- EXERCISE BRIEF
Repeat the lines of the records verbatim, everything from the line containing "pin: the dry" down to the end of the records, including both of those lines.
[start of SOURCE RECORDS]
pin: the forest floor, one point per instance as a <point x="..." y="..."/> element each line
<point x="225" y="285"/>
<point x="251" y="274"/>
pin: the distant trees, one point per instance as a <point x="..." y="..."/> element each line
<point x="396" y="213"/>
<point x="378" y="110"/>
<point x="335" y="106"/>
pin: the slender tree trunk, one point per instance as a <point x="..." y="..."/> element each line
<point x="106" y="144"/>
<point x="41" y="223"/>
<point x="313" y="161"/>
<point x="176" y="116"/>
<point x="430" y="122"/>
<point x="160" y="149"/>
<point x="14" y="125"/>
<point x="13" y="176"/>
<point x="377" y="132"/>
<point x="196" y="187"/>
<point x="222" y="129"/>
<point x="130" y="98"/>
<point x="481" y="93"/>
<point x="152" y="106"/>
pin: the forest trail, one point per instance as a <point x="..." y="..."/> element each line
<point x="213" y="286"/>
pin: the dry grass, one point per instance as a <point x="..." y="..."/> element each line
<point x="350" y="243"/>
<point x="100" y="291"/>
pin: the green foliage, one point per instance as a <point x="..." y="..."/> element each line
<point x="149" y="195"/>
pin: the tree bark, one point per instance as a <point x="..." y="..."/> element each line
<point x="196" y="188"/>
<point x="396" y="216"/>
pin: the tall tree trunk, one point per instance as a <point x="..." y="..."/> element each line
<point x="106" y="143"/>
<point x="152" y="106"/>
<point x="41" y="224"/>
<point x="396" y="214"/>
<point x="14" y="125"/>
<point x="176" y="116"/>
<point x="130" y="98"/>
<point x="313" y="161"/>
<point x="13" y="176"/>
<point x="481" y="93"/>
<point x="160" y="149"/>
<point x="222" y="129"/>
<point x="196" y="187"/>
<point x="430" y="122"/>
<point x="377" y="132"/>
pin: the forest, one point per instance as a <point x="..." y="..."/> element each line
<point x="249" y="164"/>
[end of SOURCE RECORDS]
- FULL RESPONSE
pin: the dry grass, one point per instance as a <point x="..." y="..."/> element each line
<point x="350" y="243"/>
<point x="100" y="291"/>
pin: the green foliage, one point per instance as a <point x="..." y="..."/> element each line
<point x="149" y="195"/>
pin: the tree bark, one point per instance as a <point x="..." y="..."/> element each line
<point x="196" y="188"/>
<point x="396" y="216"/>
pin: the tall tree trunk, one point per instance as a <point x="..." y="..."/> element each line
<point x="106" y="143"/>
<point x="152" y="106"/>
<point x="41" y="224"/>
<point x="396" y="214"/>
<point x="14" y="125"/>
<point x="176" y="116"/>
<point x="130" y="98"/>
<point x="313" y="161"/>
<point x="13" y="176"/>
<point x="481" y="93"/>
<point x="160" y="149"/>
<point x="222" y="129"/>
<point x="196" y="187"/>
<point x="430" y="122"/>
<point x="377" y="132"/>
pin: the forest, one point per instance as a <point x="..." y="..."/> element each line
<point x="249" y="164"/>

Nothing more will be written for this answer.